-- Start of Dataset rows --
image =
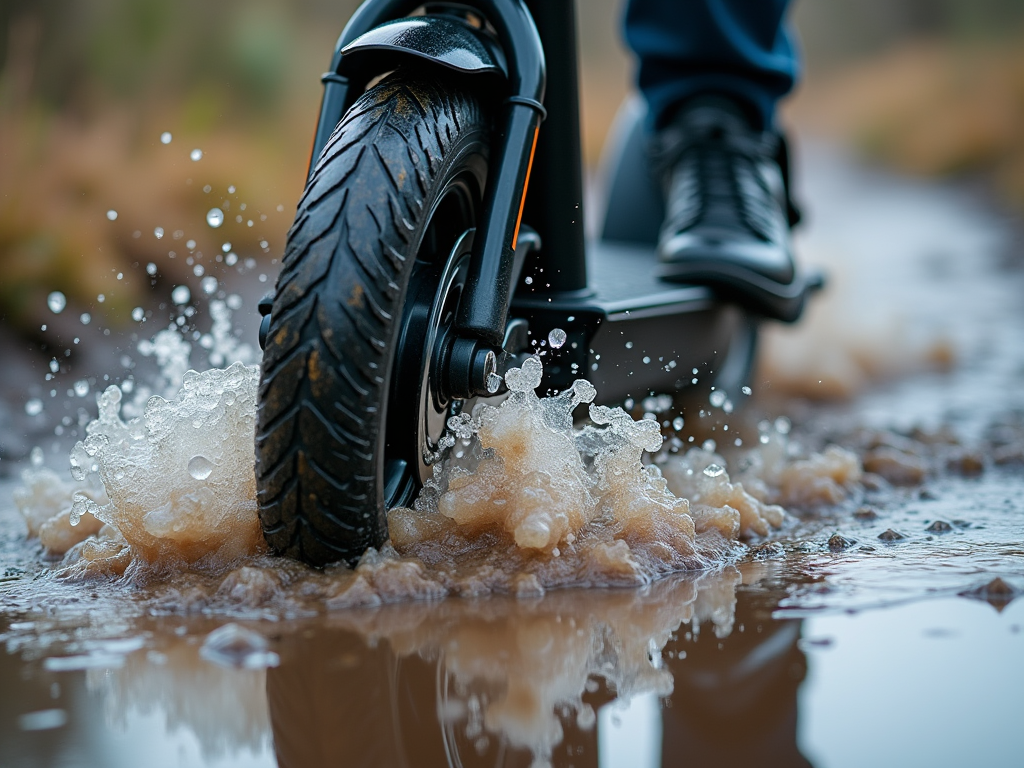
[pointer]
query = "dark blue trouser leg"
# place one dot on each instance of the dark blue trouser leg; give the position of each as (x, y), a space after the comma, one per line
(738, 47)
-- End of Dataset rows --
Render the material above as a JSON list of strings, one string per line and no blank lines, leaving out the pictures.

[
  "image =",
  "[pointer]",
  "query = \"dark blue trouser leg\"",
  "# place one dot on each instance of the dark blue trouser leg; give the position of each as (x, y), a space after the comma, one per line",
  "(738, 47)"
]